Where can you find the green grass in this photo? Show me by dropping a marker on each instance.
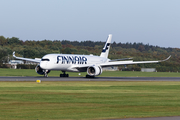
(88, 100)
(31, 72)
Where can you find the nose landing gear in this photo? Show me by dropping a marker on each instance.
(64, 74)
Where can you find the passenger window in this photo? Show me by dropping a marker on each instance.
(45, 60)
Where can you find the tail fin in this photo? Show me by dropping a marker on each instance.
(106, 48)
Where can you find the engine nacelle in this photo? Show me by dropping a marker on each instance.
(94, 70)
(40, 71)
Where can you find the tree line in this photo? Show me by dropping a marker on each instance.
(139, 51)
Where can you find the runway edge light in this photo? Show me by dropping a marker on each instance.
(38, 81)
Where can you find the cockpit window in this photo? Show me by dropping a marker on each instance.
(45, 60)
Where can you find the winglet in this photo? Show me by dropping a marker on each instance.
(165, 59)
(14, 54)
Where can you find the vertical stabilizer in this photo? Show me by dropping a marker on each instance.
(106, 48)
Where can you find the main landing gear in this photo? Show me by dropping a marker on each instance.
(64, 74)
(45, 73)
(88, 76)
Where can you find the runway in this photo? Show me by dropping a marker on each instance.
(101, 79)
(90, 79)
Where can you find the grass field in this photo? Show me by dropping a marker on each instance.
(31, 72)
(88, 100)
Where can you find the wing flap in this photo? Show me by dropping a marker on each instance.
(130, 62)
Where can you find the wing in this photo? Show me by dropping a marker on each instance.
(129, 62)
(27, 59)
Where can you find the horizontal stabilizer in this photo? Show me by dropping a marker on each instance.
(120, 59)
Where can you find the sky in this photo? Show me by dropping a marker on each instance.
(153, 22)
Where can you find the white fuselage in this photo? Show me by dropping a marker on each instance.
(70, 62)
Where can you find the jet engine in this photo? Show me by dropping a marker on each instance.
(94, 70)
(40, 71)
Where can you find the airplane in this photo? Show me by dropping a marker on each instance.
(80, 63)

WHAT YOU NEED TO DO:
Without including the pictures, return each record above exactly as it stands.

THE RESPONSE:
Where can you find the green grass in this photo? Show me by dropping a marker on each instance.
(88, 100)
(31, 72)
Where can you find the nose landing gear in this photo? Show me by dropping a marker on each instance.
(64, 74)
Where can you find the passenger window in this photo? Show me by dropping a marker on each instance.
(45, 60)
Where can you find the tail fin in this photo? Show me by dropping a marker on each instance.
(106, 48)
Where can you find the engine nacelle in this photo? Show me by dropping a marker on each instance.
(94, 70)
(40, 71)
Where can you find the tree line in this photo? Show me by dropping a marker on each instance.
(139, 51)
Where can you find the runway edge light in this photo? Show me by dropping a marker on each instance.
(38, 81)
Where can you find the cockpit window in this photo? Show me by dropping a marker on each instance.
(45, 60)
Where can you find the winglet in this photo? Show me by dropping a marker on each instance.
(165, 59)
(14, 54)
Where can you find the vertical stabilizer in this photo? Show me by dropping a marker on each instance.
(106, 48)
Where can you find the main landing gear in this photo? Show me by dropping a marker on each instance.
(64, 74)
(45, 73)
(88, 76)
Where can you find the runway in this photo? Show me by dropping a marker on each instance.
(101, 79)
(90, 79)
Where can you find the grass field in this photo? Show me by dropping a marker on each instance.
(31, 72)
(88, 100)
Where can you find the wing flap in this photo? Show me by dropping a marker on each instance.
(130, 62)
Where can you find the wing in this photo? Show me by dropping a marker on each instance.
(129, 62)
(27, 59)
Where can you find the horizontal stabilizer in this photo? Show me by dropping a marker on each instance.
(120, 59)
Where can you find the sky in this photo? Show me by dropping a marker on each instance.
(153, 22)
Where can you find the white fuselage in this photo? Show me by dropping a marker on each instance.
(70, 62)
Where can you find the jet engine in this photo? Show me by dropping a marker on each instance.
(94, 70)
(40, 71)
Where can you find the airplane in this photo? Show me by dropping a marker on each instance.
(80, 63)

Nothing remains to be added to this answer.